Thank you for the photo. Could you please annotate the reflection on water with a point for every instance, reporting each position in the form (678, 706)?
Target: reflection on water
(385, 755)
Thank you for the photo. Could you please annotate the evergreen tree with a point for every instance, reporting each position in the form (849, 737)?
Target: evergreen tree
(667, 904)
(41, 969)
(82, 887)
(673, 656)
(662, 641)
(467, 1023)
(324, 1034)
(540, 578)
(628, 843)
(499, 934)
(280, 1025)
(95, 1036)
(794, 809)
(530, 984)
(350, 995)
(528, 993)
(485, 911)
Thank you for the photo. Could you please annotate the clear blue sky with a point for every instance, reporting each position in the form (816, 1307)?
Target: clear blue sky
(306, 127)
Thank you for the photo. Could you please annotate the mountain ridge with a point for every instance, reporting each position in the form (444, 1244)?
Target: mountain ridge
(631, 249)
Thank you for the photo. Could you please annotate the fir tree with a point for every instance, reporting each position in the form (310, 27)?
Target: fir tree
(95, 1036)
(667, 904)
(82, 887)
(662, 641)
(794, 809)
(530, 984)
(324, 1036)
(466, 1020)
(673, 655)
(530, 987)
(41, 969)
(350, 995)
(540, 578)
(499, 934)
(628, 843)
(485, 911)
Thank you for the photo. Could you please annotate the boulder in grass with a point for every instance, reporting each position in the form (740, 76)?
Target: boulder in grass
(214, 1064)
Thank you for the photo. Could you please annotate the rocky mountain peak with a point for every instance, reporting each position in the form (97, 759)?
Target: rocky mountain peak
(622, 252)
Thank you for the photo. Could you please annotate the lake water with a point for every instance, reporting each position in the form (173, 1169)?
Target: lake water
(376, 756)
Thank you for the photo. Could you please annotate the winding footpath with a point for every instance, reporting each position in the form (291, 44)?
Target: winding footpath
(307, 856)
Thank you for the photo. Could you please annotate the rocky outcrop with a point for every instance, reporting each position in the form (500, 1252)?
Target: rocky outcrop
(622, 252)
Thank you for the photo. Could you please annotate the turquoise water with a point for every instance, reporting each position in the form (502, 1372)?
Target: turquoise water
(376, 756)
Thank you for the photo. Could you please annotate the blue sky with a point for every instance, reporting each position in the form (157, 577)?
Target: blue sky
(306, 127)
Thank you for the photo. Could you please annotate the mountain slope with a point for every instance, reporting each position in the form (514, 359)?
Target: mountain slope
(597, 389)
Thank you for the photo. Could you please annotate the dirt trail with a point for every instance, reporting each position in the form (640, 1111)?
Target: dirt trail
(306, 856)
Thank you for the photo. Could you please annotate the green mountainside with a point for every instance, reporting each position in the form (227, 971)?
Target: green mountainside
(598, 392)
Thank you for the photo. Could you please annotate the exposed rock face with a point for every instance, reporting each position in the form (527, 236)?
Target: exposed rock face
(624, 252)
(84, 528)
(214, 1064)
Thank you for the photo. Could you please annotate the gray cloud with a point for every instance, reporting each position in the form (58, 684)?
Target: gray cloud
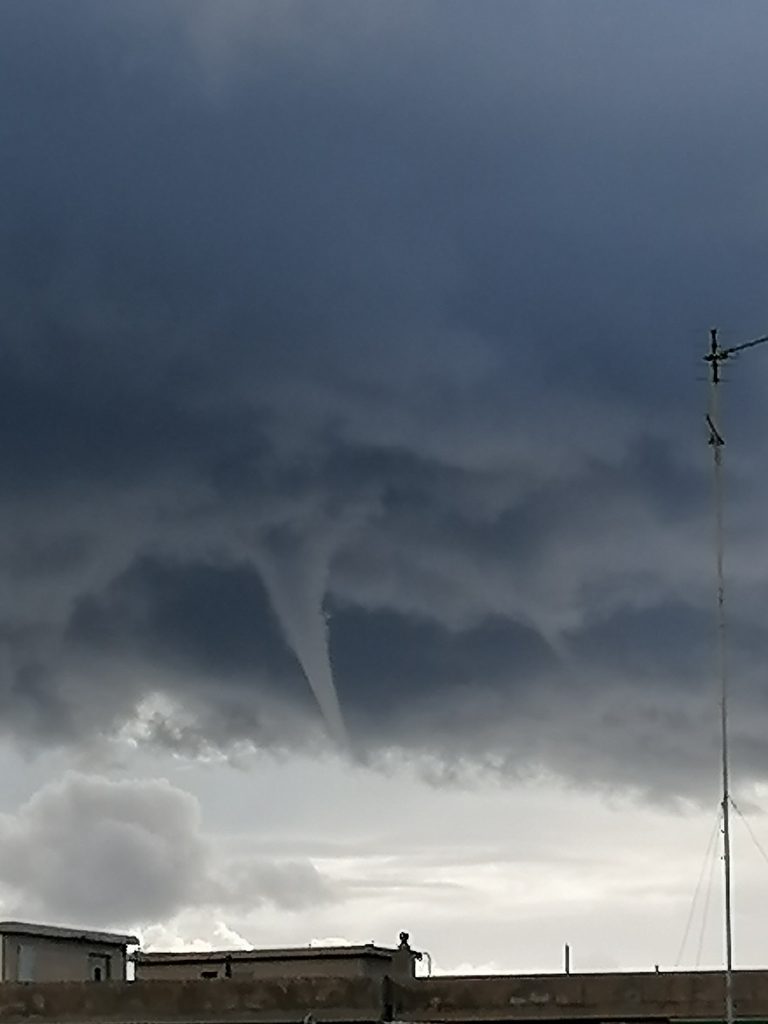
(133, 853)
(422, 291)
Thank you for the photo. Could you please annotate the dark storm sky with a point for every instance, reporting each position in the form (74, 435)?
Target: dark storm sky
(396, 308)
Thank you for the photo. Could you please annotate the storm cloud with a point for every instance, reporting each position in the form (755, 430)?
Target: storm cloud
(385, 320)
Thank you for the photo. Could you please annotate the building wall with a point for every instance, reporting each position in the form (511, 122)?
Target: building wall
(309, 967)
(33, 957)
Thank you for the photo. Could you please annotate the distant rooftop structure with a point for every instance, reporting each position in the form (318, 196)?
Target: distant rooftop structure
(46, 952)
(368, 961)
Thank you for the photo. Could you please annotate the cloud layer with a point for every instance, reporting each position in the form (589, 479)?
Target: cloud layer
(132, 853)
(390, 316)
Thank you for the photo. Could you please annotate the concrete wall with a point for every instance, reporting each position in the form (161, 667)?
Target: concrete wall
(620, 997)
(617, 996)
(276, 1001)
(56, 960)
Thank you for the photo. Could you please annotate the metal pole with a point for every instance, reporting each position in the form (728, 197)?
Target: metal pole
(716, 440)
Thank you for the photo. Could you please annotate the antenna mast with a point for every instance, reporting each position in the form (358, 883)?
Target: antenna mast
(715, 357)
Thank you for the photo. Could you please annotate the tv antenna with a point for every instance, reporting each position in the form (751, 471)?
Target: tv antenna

[Short exercise]:
Reproduce all of the records above with "annotate" replaced by "mark" throughout and everything else left unchanged, omitting the pictures from your answer.

[Correct response]:
Thank you for the photo. Could you please mark the reflection on water with a point for every instance, reporting each position in the form (678, 706)?
Target: reflection on water
(385, 755)
Thank you for the photo. Could you please mark the evergreen tree with a point for every instance, reporting each position in the form (849, 737)?
Target: evergreen tree
(667, 904)
(41, 969)
(82, 887)
(673, 656)
(662, 641)
(467, 1023)
(324, 1034)
(540, 578)
(628, 843)
(499, 934)
(280, 1025)
(95, 1036)
(794, 809)
(530, 984)
(350, 995)
(528, 993)
(485, 911)
Thank you for the photo. Could you please mark the clear blue sky with a point for every instance, reporting each position in the form (816, 1307)?
Target: clear blue sky
(306, 127)
Thank you for the photo. Could you please mark the mountain ridge with a point for every instance, reporting each position in the form (444, 1244)?
Target: mountain ridge
(631, 249)
Thank you for the photo. Could you please mark the fir tree with a point for every instance, reporting each position in the form (310, 27)?
Target: fir tree
(95, 1036)
(667, 904)
(82, 887)
(662, 641)
(794, 809)
(530, 984)
(324, 1036)
(466, 1020)
(673, 655)
(530, 987)
(41, 969)
(350, 995)
(540, 578)
(499, 934)
(628, 843)
(485, 911)
Thank you for the photo. Could you please mark the boulder in grass with a point for every instance, reporting each position in the form (740, 76)?
Target: boulder in grass
(214, 1064)
Thank you for the photo. Could you please mark the rocky mountain peak with a point for every instance, reporting each position in the form (97, 759)?
Target: rocky mountain peak
(622, 252)
Thank you for the photo. Could you please mark the lake water with a point for every instance, reporting each position in the form (173, 1169)?
Target: lake water
(376, 756)
Thank you for the photo. Could you please mark the winding footpath with a point for every instance, reporting each position in the form (291, 44)?
Target: winding footpath
(307, 856)
Thank you for the photo. Could you please mark the rocky outcrop with a point for every instance, reporting each position in the form (500, 1252)?
Target: rocky outcrop
(622, 252)
Thank you for the photo. Could you please mark the turquoise water with a point for every instance, reporting each position in the form (502, 1372)?
Target: turquoise water
(376, 756)
Thank you for the photo. Could you please mark the blue sky with a point for every instance, reporting each position in the form (157, 577)?
Target: blue sky
(306, 127)
Thank you for the photo. Could you please mark the mountain slope with a point for every instance, reporting each position in the form (514, 359)?
Target: mountain slope
(597, 389)
Thank you for the photo. Could you please mark the dirt trail with a point for every instance, reporting each position in the form (640, 1111)?
Target: dirt trail
(306, 856)
Thank you for the photo. Could you please mark the green mountainside with a point for every instance, reporting each position in the form (227, 971)?
Target: green mountainside
(598, 392)
Thank you for the photo. Could you please mark the exposed rock face with a point for every instance, reporting each position in the form (527, 236)?
Target: exposed rock face
(624, 252)
(84, 528)
(214, 1064)
Thank you for the photo. Could you please mark the gray cloud with a point for every instance, reporting each position in the form (58, 684)?
Target: gray cloud
(133, 853)
(422, 291)
Thank you for the photo. Could you please mark the dark storm sky with a point for every instance, reporting each position in the form (74, 435)?
Target: dark storm sky
(396, 308)
Thank you for the photo. Could you please mark the storm cloud with a point for every instance, reporting each position in the form (755, 430)?
Target: storm cloud
(385, 320)
Thank you for the photo. Could you please mark the building wall with a point for every instance, reporting each position in the form (511, 122)?
Target: building wall
(309, 967)
(33, 957)
Thank you for the photo. Could you please mark the distant rooftop structure with a point for every instance, reporting each position in the form (318, 196)?
Target: distant rooftop structure
(46, 952)
(368, 961)
Thank you for the photo. Could you please mark the cloud layer with a point for every instance, reporting each position in the form (589, 479)?
Target: cloud layer
(132, 853)
(390, 316)
Thank you for the photo. Could you please mark the concrete wall with a point for every instance, reporting each position in the form (161, 667)?
Target: concrete wall
(620, 997)
(617, 996)
(276, 1001)
(56, 960)
Thank you for the photo. Could you please mark the metal pole with a point for every instance, reporting each position in the form (728, 197)?
Target: metal pole
(716, 440)
Thank you for the photo. Could you please mark the antenna mast with a point for every instance, reporting each position in the form (358, 883)?
Target: antenna mast
(715, 357)
Thank you for the photo. Could you please mark the tv antenna with a point for every instance, reporting each position in the form (751, 471)?
Target: tv antenna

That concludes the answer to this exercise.